### What you have to do
Can you write the next part of the blog post on using free data to measure how SEO attributes affect Google ranking, starting right after its last paragraph?

Posted by Purple-Toolz
I’m a self-funded start-up business owner. As such, I want to get as much as I can for free before convincing our finance director to spend our hard-earned bootstrapping funds. I’m also an analyst with a background in data and computer science, so a bit of a geek by any definition.
What I try to do, with my SEO analyst hat on, is hunt down great sources of free data and wrangle it into something insightful. Why? Because there’s no value in basing client advice on conjecture. It’s far better to combine quality data with good analysis and help our clients better understand what’s important for them to focus on.
In this article, I will tell you how to get started using a few free resources and illustrate how to pull together unique analytics that provide useful insights for your blog articles if you’re a writer, your agency if you’re an SEO, or your website if you’re a client or owner doing SEO yourself.
The scenario I’m going to use is that I want analyze some SEO attributes (e.g. backlinks, Page Authority etc.) and look at their effect on Google ranking. I want to answer questions like “Do backlinks really matter in getting to Page 1 of SERPs?” and “What kind of Page Authority score do I really need to be in the top 10 results?” To do this, I will need to combine data from a number of Google searches with data on each result that has the SEO attributes in that I want to measure.

Entries for labeling object positions

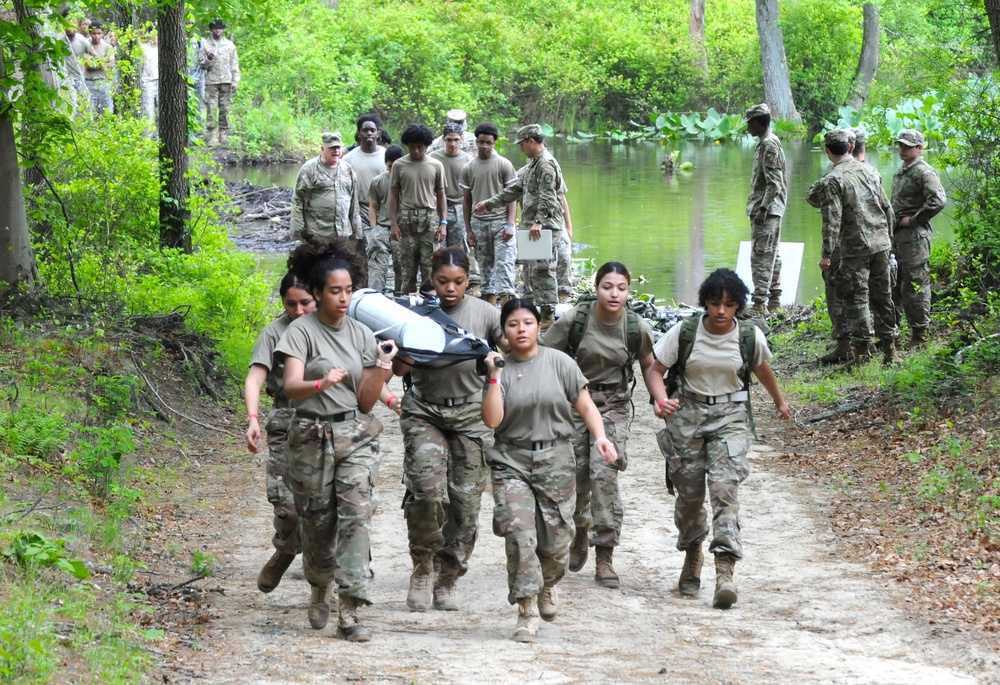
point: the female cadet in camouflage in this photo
(599, 336)
(445, 441)
(707, 430)
(530, 403)
(334, 373)
(297, 301)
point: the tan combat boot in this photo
(725, 588)
(420, 598)
(444, 592)
(605, 573)
(579, 549)
(841, 353)
(273, 570)
(889, 353)
(548, 603)
(319, 606)
(690, 580)
(349, 624)
(526, 629)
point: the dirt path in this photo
(804, 614)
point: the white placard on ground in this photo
(791, 267)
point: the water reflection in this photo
(673, 230)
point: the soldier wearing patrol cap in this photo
(857, 219)
(917, 196)
(539, 189)
(765, 207)
(325, 198)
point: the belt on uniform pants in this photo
(741, 396)
(448, 401)
(332, 418)
(533, 445)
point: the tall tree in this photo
(868, 62)
(777, 84)
(173, 127)
(17, 263)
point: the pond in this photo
(672, 230)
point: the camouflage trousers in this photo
(286, 520)
(598, 501)
(863, 284)
(456, 236)
(765, 262)
(839, 325)
(331, 470)
(416, 246)
(707, 445)
(912, 292)
(444, 470)
(533, 494)
(495, 255)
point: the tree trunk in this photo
(173, 128)
(993, 14)
(696, 28)
(777, 85)
(868, 62)
(17, 263)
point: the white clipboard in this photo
(534, 249)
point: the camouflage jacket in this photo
(917, 192)
(325, 201)
(857, 215)
(539, 189)
(225, 65)
(768, 181)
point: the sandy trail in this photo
(804, 614)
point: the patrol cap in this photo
(333, 140)
(529, 131)
(910, 137)
(757, 111)
(837, 135)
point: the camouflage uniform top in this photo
(325, 201)
(539, 189)
(225, 68)
(768, 181)
(917, 192)
(263, 355)
(857, 215)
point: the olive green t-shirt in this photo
(539, 403)
(418, 182)
(452, 173)
(350, 346)
(263, 355)
(461, 380)
(603, 349)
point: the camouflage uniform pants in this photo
(840, 327)
(533, 511)
(456, 236)
(331, 470)
(708, 445)
(218, 99)
(598, 501)
(867, 294)
(765, 262)
(286, 520)
(912, 292)
(496, 256)
(416, 246)
(444, 469)
(564, 265)
(542, 277)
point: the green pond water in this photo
(670, 230)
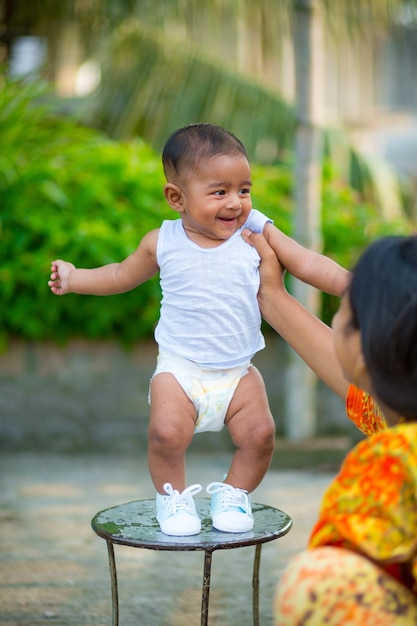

### Result of the exercise
Let’s get started and work through how to combine the following tasks to achieve this, which can all be setup for free:
- Querying with Google Custom Search Engine
- Using the free Moz API account
- Harvesting data with PHP and MySQL
- Analyzing data with SQL and R
Querying with Google Custom Search Engine
We first need to query Google and get some results stored. To stay on the right side of Google’s terms of service, we’ll not be scraping Google.com directly but will instead use Google’s Custom Search feature. Google’s Custom Search is designed mainly to let website owners provide a Google like search widget on their website. However, there is also a REST based Google Search API that is free and lets you query Google and retrieve results in the popular JSON format. There are quota limits but these can be configured and extended to provide a good sample of data to work with.
When configured correctly to search the entire web, you can send queries to your Custom Search Engine, in our case using PHP, and treat them like Google responses, albeit with some caveats. The main limitations of using a Custom Search Engine are: (i) it doesn’t use some Google Web Search features such as personalized results and; (ii) it may have a subset of results from the Google index if you include more than ten sites.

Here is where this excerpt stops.